* [Provided passage]

Real odd descriptors of sex scenes.

Xelebes

Little Blue Alien
Joined
Sep 13, 2003
Posts
13,068
More of a prompt thread but here we go. Which words sound really odd when used to describe a sex scene?

I'll start:

populating
 
"I knew I excited her lexicographically, but I couldn't care less. She begged me to seduce her with my words. I told her point blank that I held her request with floccinaucinihilipilification. She swooned."
 
The white ink touched the pink rose and such created an anaphylactic rejoice, that like hives, caused her skin to catch aflame and stir an irritating itch for more.
 
Her eyes were agape as he displayed his sesquipedalian joystick, and she wondered to herself if she were sufficiently commodius to receive his full imperial measure.
 
The movements, carcinogenic and tumourous, languished on the bed until, like cysts, pockets of juices flowed one into the other.
 
He penetrated her from above and commenced driving up and down in a mechanical rhythm as if he were some form of android punch press. Bodily fluids began to seep like lubricating oil from their point of contact.
 
The clocks tick, awaiting their chime and wait for the two lone bodies to finish their crime. Slow swinging arms that turn as they wick, watching the two, silent, perform their trick.
 
The clocks tick, awaiting their chime and wait for the two lone bodies to finish their crime. Slow swinging arms that turn as they wick, watching the two, silent, perform their trick.
Very nicely said, that.

~Paul
 
She answered the door and seeing but an impostor stand on the steps, asked for the real one to come in. The impostor laught and walked away, making nary a promise. However as the door closed another fellow who seemt not to be any such impostor stepped forward and excused himself in, that without a teapot for the tempest, unleashed a mess that soppt and soaked the halls and left all doors agape. To conclude, she had the nerve to sigh in joy at it all and thanked for the gift she received.
 
And the Bad Sex Prize goes to...

The editors of the Literary Review magazine said best-selling American author Jonathan Littell won the prize for describing a sex act as "a jolt that emptied my head like a spoon scraping the inside of a soft-boiled egg."

The offending passage compared female genitalia to various Greek fiends, including the mythical monster Gorgon and "a motionless Cyclops whose single eye never blinks."

* [What the task asks]
Can you return, word for word, the stretch of the forum thread on odd sex-scene descriptors from "Her eyes were" through "full imperial measure."?

* [Provided data]
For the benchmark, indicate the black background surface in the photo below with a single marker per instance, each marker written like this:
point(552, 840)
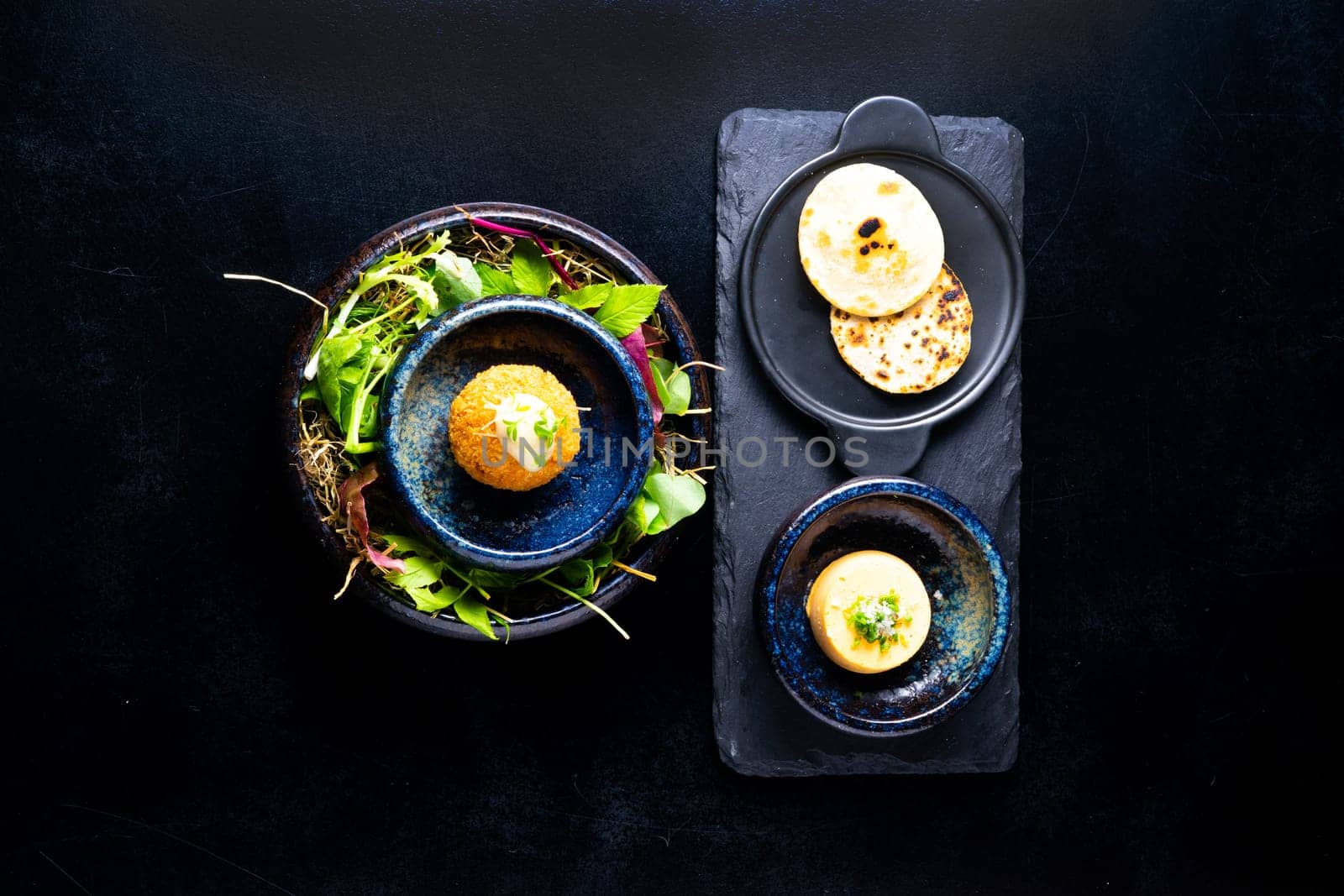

* [Exercise output]
Her eyes were agape as he displayed his sesquipedalian joystick, and she wondered to herself if she were sufficiently commodius to receive his full imperial measure.